*YOUR GOAL:* Could you copy the lines below word for word, with nothing added, dropped, or changed?
━━━
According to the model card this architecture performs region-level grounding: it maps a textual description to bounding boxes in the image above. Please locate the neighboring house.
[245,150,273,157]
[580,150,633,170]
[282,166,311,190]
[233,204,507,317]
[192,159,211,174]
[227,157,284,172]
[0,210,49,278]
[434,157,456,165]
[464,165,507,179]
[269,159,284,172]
━━━
*FINAL RESULT:*
According to the model card this architecture performs region-level grounding: it maps a textual description to bounding boxes in the image above. Please locate the neighboring house.
[245,150,273,157]
[580,150,633,170]
[282,166,311,190]
[233,204,507,317]
[192,159,211,174]
[227,157,284,172]
[0,210,49,278]
[434,157,456,165]
[464,165,507,179]
[269,159,284,172]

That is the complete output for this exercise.